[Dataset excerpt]
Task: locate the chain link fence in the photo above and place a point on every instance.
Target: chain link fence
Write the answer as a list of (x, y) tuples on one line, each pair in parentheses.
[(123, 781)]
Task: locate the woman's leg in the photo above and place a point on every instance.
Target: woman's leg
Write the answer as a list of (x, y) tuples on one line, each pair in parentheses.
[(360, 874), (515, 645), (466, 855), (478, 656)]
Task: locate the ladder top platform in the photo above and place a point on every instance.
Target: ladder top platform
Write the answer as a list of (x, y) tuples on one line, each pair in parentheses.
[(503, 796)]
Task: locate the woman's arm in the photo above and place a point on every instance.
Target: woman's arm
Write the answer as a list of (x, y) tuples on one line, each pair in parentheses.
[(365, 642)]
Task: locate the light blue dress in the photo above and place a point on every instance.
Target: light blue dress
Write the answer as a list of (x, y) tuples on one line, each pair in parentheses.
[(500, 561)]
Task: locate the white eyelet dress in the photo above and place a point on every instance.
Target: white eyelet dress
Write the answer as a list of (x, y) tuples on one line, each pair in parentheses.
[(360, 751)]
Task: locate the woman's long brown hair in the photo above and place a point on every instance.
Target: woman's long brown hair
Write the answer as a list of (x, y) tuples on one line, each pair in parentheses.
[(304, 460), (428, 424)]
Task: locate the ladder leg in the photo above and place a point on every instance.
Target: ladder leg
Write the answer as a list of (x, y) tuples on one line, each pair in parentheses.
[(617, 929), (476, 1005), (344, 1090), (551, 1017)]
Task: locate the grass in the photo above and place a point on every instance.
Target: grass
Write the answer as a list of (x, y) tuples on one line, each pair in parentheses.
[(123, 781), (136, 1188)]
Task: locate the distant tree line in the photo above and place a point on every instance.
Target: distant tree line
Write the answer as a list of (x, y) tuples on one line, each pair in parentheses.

▸ AIM OF THE EXERCISE
Rewrite the data above, replacing "place a point on" with "put a dot on" everywhere it occurs and changing nothing else.

▸ RESULT OF THIS EXERCISE
Task: locate the chain link fence in the photo above and put a dot on every instance.
Target: chain link fence
Write the answer as a list of (x, y) tuples on one line, each pair in parentheses.
[(123, 781)]
Task: locate the woman's leg in the photo above and put a dot on every instance.
Target: woman's leg
Write the answer as a list of (x, y) tuples on one line, each pair in parentheses.
[(360, 874), (515, 645), (466, 855), (478, 656)]
Task: locate the ladder top platform in the photo above and put a dot on every instance.
Target: ladder top platform
Write the answer as a list of (x, y) tuples on one line, each pair in parentheses.
[(503, 796)]
Task: locate the woman's arm in the photo above and put a dot on every instance.
Target: woman's arm
Write the answer as a list of (x, y) tuples on one line, each pair in parentheses.
[(365, 642)]
Task: locate the light blue dress in the photo above and put a dot on every instance.
Target: light blue dress
Write the answer as a list of (x, y) tuples on one line, each pair in parentheses.
[(500, 561)]
Task: locate the white eyelet dress in the photo above and put a dot on every instance.
Target: white eyelet dress
Write the answer as a list of (x, y) tuples on one line, each pair in parentheses.
[(360, 751)]
Task: locate the woman's long brown hair in the photo above and put a dot on every instance.
Target: woman's long brown hair
Write the answer as a list of (x, y) tuples on one line, each pair in parentheses.
[(304, 460), (428, 424)]
Task: locate the ladder leg in the photo above and put a dot on every instance.
Target: ladder leg
Write the answer as a list of (x, y) tuples on one line, each pair in parentheses.
[(617, 929), (476, 1005), (344, 1090), (551, 1017)]
Task: locate the grass in the photo above and put a dot on every instance.
Target: grass
Write the answer as a list of (x, y) tuples on one line, each pair in parentheses.
[(123, 781), (136, 1188)]
Task: locate the distant tree line in the photo above and put a dot on every instance.
Target: distant tree line
Write the answer as a list of (x, y) tuples on one line, each pair in parentheses.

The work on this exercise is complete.